-------- Material

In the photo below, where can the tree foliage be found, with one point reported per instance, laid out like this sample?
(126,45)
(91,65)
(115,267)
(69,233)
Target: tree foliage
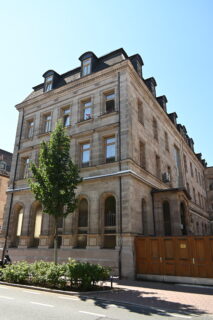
(56,177)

----------------

To do: Revise the material above by replacing "tree foliage" with "leafy canopy" throughout, leaving everything else unchanged. Omit the pictures from your version.

Exercise output:
In the photo below, where can the leafy canopy be found, with one point reported per instance, laid out like this sample?
(126,45)
(91,65)
(115,267)
(69,233)
Target: leafy canopy
(56,177)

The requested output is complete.